* **Records shown**

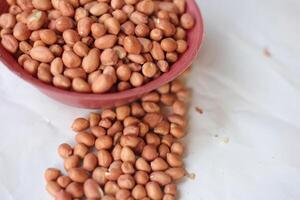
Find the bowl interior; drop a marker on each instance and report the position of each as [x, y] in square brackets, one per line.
[194, 40]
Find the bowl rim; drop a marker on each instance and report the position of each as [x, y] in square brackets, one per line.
[184, 61]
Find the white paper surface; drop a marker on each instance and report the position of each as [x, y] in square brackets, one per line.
[244, 147]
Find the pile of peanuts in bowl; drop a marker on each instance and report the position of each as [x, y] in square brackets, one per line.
[91, 46]
[131, 152]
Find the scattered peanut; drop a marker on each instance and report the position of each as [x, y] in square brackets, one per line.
[129, 152]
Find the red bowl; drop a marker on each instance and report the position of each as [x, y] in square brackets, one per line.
[194, 40]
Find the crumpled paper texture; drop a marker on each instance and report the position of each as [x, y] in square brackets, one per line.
[244, 146]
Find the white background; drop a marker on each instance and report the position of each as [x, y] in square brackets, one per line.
[244, 147]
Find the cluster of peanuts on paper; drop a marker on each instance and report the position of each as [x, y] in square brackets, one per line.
[131, 152]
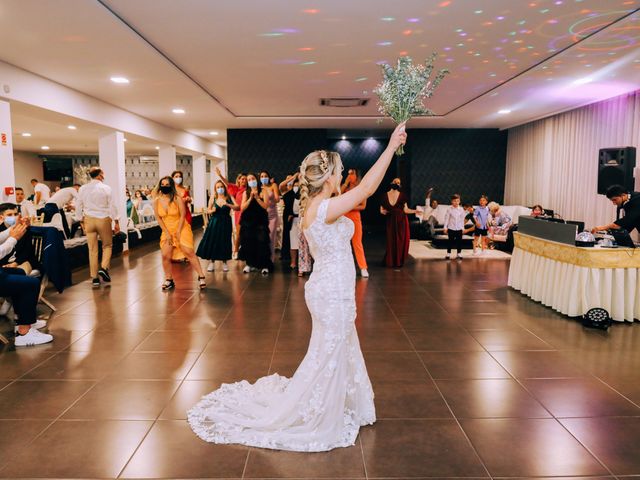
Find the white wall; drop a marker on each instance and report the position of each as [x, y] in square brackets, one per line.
[27, 165]
[554, 161]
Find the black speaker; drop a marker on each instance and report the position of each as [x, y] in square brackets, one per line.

* **Problem details**
The records above should be returned word for word, with every picture left out.

* **Response for this exercise**
Find the bowl interior; drop a marker on each instance and report the position of each as [x, y] in square brackets, one per line.
[194, 40]
Find the bowl rim; drop a marker on each instance and report the position of each as [x, y] in square brackets, one per line.
[184, 61]
Find the white paper surface; drop a marker on each instance and report the position of each as [x, y] in square brackets, one per line.
[244, 147]
Find the pile of peanuts in bowl; drop a marker on each instance and report the position of each as [x, y] in square brackets, one per line.
[91, 46]
[131, 152]
Find the scattered peanut; drop a marker on each instance and report the position of each as [x, y] in square brackets, one per line.
[129, 152]
Find the red bowl; drop a marker on each instance and report the position of each as [x, y] in square brackets, one per line.
[194, 40]
Find the crumpled paper texture; drop a marker on each instance and report the position of each as [x, y] in square brackets, one per line.
[244, 146]
Find the white background; drop a marker on each instance and report the position of each as [x, y] in square brackets, one per line.
[244, 147]
Find the cluster of peanuts on paper; drop a marker on each instance and report the position of each as [x, y] in square brackets, one per line.
[131, 152]
Find the white wall; drop a marker on each instance and report the position of each as [x, y] in square brackets, one per line.
[27, 165]
[554, 161]
Find the black speaker; drop a marker on each instance and report the position of each as [x, y] in square brackets, one per line.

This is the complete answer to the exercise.